Copy out every line exactly as given.

^^^^

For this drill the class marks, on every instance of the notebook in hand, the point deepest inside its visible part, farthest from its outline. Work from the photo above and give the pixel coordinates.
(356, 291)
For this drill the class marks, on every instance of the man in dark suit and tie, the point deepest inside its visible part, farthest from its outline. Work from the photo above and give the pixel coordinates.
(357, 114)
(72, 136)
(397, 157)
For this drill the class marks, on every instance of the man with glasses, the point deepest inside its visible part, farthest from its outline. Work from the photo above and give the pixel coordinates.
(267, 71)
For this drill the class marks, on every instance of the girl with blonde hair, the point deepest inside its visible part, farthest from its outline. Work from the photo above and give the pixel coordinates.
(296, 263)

^^^^

◆ **Solved exercise**
For this drill the class marks, on every instance of the notebook in hand, the point deepest inside its visible part, farthest from its outline. Work from the photo above and give the pixel coordinates.
(356, 291)
For this drill the class marks, on every instance of the man in dark suit and tie, the point deepest inside its visible part, farthest from its outline. Work from the photo above and give the pixel coordinates.
(357, 114)
(72, 136)
(397, 157)
For this drill the class marks, on every instance of the man with glasses, the point deepest inside its visible part, farthest from its outline. Work from the photo above and give the pixel coordinates.
(267, 71)
For this drill the class marks, on every instance of the girl with blonde hair, the point deepest inside its visible part, farthest from its outline. Work from the photo above and give the pixel coordinates.
(296, 263)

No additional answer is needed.